Set problem
List each line of the listing below that contains the word "bottle", copying every such line in full.

......

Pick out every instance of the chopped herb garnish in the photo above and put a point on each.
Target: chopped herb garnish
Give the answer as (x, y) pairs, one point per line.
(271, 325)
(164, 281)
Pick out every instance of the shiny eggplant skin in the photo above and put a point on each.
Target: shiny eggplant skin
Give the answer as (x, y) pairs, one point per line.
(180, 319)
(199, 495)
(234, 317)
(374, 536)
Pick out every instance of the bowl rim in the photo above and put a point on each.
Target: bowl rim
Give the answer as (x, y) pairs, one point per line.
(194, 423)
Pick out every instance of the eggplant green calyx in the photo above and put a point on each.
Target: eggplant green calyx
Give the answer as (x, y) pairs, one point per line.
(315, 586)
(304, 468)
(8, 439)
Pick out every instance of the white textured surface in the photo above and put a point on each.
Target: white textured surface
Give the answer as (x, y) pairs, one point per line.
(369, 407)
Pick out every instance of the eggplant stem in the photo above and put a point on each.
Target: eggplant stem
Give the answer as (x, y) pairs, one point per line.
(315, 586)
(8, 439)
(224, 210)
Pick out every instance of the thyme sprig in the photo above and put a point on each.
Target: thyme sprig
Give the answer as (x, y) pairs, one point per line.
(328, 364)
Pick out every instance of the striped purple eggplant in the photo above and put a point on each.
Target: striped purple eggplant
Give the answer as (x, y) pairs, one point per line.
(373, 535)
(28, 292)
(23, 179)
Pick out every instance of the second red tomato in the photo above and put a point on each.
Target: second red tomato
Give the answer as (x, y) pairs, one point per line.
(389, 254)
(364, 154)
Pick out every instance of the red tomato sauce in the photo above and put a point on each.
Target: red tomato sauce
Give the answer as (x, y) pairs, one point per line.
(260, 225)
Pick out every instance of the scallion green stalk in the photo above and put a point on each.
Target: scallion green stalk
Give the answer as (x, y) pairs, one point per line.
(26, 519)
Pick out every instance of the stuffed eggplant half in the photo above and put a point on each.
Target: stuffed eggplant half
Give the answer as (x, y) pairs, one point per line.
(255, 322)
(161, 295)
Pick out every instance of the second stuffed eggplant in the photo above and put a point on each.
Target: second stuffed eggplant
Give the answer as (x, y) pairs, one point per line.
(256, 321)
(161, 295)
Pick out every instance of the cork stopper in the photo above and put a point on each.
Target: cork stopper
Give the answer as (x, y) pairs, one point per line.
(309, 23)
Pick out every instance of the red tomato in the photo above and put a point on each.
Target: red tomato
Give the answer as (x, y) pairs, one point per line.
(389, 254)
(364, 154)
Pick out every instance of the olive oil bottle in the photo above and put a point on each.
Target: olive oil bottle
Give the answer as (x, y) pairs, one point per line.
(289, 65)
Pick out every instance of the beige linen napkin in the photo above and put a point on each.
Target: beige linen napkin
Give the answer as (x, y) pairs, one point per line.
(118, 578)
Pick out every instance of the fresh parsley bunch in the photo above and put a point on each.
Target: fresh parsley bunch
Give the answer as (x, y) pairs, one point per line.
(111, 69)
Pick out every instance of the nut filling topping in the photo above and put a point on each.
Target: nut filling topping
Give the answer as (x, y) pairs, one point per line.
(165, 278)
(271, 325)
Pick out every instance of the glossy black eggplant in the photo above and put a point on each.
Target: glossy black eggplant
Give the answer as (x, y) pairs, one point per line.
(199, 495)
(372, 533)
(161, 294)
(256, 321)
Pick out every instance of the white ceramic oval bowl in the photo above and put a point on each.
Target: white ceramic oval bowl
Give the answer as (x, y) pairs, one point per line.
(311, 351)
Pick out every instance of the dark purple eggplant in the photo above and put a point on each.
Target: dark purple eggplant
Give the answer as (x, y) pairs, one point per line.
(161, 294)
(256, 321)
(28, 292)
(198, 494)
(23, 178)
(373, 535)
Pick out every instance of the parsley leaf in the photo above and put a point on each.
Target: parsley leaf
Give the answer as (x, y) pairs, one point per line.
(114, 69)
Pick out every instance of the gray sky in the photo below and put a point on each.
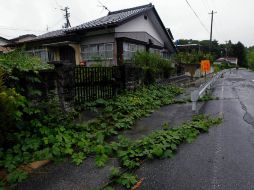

......

Correct result
Pick out every instance of the olive oil bottle in the photo above and put a point on each.
Target: olive oil bottle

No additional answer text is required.